Nick 'Uhtomsky (hvac) wrote,
Nick 'Uhtomsky
hvac

Categories:

По Европе на велосипеде : От Берлина до Дрездена

Заграничная круговая поездка на велосипеде

Варшава - Берлин - Дрезден - Прага - Вена-Варшава.

Ад. Ф. Гриневский

По народной примете, если заяц перебежит едущему дорогу, - быть беде. На пути от Франкфурта до Берлина мы видели не раз шмыгающих через дорогу зайцев, и примета оправдалась, притом в момент, когда менее всего можно было этого ожидать,- у старта, в самом Берлине. Мы ехали по широкой "Франкфуртской Аллее" (название улицы) гуськом, держась ближе к тpoтyapy. Вдруг слышу за собой издали шум и ревучие сигналы приближающегося автомобиля... - Осторожно! пропустите мотор! - предупреждает едущий вслед за мной Николай Федорович. Держусь ближе к панели и машинально задерживаю ход. На меня вдруг налетает коллега. Трах... Готово! Мы оба лежим на мостовой, а Свифт с Энфильдом сплелись в дружеских объятиях. Капитан, следовавший позади на благородной дистанции, счел нравственным долгом поддержать своих товарищей по оружию и... тоже слетел с седла. За компанию и жид удавился... Уморительная получилась велосипедо-жанровая сценка: собралась, откуда ни возьмись, публика; впереди, конечно, мальчишки (злорадства, впрочем, не было заметно). Мы отряхиваем пыль, разбираем велосипеды. - Ну, что? - спрашиваю. - Что?! Разве не видите что? - восьмерка! - (изогнутое колесо в виде цифры 8), отвечает с досадой Николай Федорович. - Вот скандал! что теперь делать? - К нам подходит элегантно одетый симпатичный молодой человек и советует оставить велосипеды для исправления в находящейся по близости механической мастерской; затем ведет нас туда. Мастера самого не было дома, но рабочий принял наши машины (без расписки и без назначения стоимости починки). - Лишнего с вас не возьмут, - будьте покойны,- объяснил наш ментор. Впрочем, только Энфильд, превратившая при столкновении в "восьмерку", нуждался в основательной починке; мой же Свифт нисколько не пострадал; с житомирским самокатом тоже ничего не случилось. Наши велосипеды, мой и капитана, нуждались лишь в чистке. По совету предупредительного молодого человека, мы пошли на ближайшую станцию окружной дороги (поезд - каждые две минуты) - "Франкфуртская Аллея". Через десять минут мы были на станции "Шлезишеръ Бангофъ" и остановились в находящейся визави вокзала большой гостинице "Кенигсбергеръ Гоффъ". Лучшего помещения для велосипедных туристов нельзя было и желать. Двe просторных, высоких комнаты с кухней; в ней водопроводный кран. Отлично расположившись, как в частной квартире, мы отправились затем поужинать в популярный берлинский ресторан Ашингера, на Фридрихштрассе, против вокзала. Это самый бойкий, самый оживленный пункт Берлина.

### Задание
Продолжите рассказ о велопоездке по Европе, начав сразу после его последнего предложения.

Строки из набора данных
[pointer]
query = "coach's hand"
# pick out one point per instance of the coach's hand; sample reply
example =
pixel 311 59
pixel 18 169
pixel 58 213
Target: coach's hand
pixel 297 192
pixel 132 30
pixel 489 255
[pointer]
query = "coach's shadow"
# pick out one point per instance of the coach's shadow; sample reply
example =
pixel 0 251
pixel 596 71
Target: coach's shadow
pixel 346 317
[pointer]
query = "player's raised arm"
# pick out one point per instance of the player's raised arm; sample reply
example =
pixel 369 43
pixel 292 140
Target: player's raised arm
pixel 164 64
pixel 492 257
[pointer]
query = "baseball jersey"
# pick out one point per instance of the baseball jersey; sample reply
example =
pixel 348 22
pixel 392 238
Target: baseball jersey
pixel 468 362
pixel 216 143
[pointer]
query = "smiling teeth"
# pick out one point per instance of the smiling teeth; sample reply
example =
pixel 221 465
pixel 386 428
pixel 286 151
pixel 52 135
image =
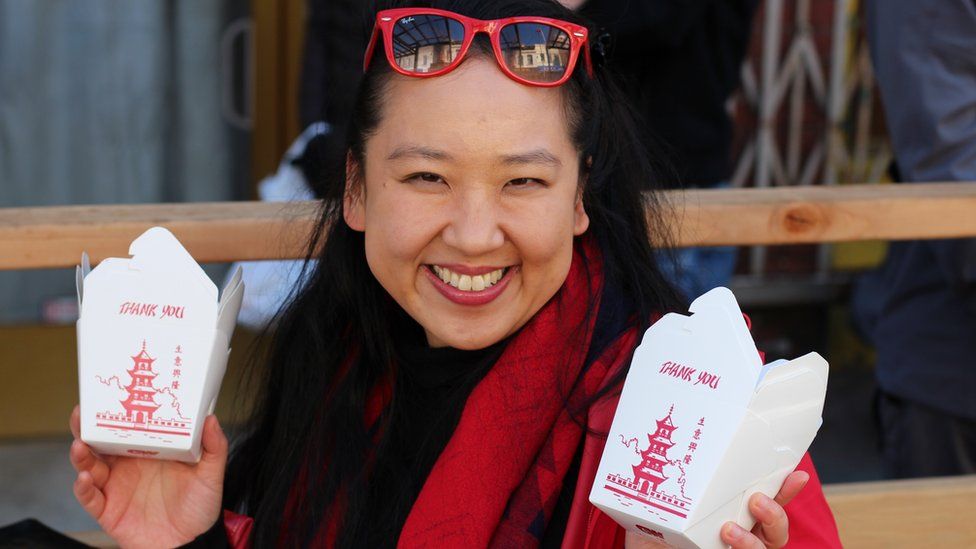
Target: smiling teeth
pixel 468 283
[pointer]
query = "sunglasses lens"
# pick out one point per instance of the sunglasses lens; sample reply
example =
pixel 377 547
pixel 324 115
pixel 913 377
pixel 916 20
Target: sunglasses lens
pixel 535 51
pixel 426 43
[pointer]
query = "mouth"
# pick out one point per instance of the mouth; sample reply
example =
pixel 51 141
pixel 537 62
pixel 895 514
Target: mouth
pixel 471 287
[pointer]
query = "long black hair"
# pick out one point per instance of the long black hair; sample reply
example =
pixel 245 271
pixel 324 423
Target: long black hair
pixel 304 456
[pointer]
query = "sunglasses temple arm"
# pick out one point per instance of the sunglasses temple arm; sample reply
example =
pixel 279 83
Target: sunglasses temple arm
pixel 372 45
pixel 588 62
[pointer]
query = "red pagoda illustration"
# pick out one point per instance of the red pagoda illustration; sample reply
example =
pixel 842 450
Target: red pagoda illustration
pixel 649 473
pixel 140 405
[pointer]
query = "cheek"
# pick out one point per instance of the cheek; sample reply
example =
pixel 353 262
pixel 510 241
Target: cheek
pixel 397 231
pixel 546 246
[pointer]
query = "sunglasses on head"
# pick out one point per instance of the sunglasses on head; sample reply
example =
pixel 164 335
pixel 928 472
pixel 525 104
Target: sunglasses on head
pixel 537 51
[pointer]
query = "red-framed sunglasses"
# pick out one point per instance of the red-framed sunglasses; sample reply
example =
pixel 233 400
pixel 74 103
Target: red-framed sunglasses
pixel 537 51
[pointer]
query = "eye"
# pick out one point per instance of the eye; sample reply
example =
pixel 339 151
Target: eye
pixel 525 182
pixel 425 177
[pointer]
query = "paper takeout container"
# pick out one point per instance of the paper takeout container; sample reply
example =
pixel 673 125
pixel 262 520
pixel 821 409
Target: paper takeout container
pixel 702 425
pixel 152 349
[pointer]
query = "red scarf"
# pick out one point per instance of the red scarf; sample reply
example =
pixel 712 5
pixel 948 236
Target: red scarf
pixel 497 481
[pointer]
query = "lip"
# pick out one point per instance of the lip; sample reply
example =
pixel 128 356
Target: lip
pixel 470 271
pixel 471 298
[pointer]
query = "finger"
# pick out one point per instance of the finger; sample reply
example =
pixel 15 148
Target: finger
pixel 83 459
pixel 792 486
pixel 738 538
pixel 91 498
pixel 214 442
pixel 75 422
pixel 772 524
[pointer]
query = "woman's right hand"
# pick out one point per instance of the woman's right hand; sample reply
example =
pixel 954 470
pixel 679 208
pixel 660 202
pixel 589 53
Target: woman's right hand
pixel 151 503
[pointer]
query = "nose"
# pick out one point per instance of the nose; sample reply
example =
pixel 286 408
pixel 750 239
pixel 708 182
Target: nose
pixel 474 227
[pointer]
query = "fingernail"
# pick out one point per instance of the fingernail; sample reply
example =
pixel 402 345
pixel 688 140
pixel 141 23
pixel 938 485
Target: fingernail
pixel 734 531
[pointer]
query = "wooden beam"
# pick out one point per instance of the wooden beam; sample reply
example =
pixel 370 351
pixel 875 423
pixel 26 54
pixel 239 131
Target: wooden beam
pixel 53 237
pixel 905 513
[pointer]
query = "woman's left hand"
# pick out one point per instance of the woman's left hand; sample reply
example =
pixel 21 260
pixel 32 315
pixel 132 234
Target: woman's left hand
pixel 772 525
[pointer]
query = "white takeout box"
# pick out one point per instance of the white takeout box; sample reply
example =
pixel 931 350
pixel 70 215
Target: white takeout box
pixel 152 349
pixel 702 425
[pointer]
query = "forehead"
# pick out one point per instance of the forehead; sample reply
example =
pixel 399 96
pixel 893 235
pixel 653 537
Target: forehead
pixel 473 110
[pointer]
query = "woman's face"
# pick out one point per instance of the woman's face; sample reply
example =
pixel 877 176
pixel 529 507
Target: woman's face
pixel 471 201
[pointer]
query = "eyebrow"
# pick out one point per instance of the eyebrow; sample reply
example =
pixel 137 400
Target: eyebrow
pixel 537 156
pixel 405 151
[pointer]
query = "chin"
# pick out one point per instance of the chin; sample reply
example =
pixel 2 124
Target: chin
pixel 465 342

### Правильный ответ
Я уже раньше неоднократно бывал в германской столице, так что мог служить своим товарищам опытным чичероне. Мои спутники, к сожалению, не обладали знанием немецкого языка, и на мне лежала, лестная, но не скажу, чтобы особенно приятная, обязанность быть для них переводчиком.

- Спросите для меня бутерброд, - обращается ко мне Николай Федорович в буфете.

- А что же вы сами-то не спросите?

- А я почем знаю, как по-немецки бутерброд.

Положение почтенных товарищей, когда они оставались без меня одни, было иной раз тягостное. Николай Федорович как-то рискнул отправиться один-одинешенек по окружной дороге. Чтобы не забыть название нашего вокзала, "Шлезишеръ Бангофъ", - Николай Федорович, по методe одесского профессора мнемоники Файнштейна, запомнил фразу "Сле-зешь ли в Бане?" Но все-таки ему долго пришлось кружиться по окружной дороге, пока попал в "баню".

В Берлинe туристу, знающему хоть немножко немецкий язык, нельзя заблудиться: везде надписи, на видном месте, со стрелками, указывающими направление. На каждом шагу, на каждом перекрестке городовой, Герр Шуцман, упитанный, краснощекий, с образцовыми кошачьими усами, даст вам все необходимые сведения и указания. Вы можете спросить его: где лучше пообедать? где побриться? в какой пивной по близости получено свежее мюнхенское пиво? где купить сигары? Серьезнейшим образом, не торопясь, без улыбки, он вам даст самую обстоятельную справку. Весьма метко охарактеризовал роль полицейского в жизни немцев известный английский юморист Джером К. Джером. Вот что он пишет в своем сочинении: "Трое на двух велосипедах" (собственно о велосипеде мало говорится, но книжка интересна).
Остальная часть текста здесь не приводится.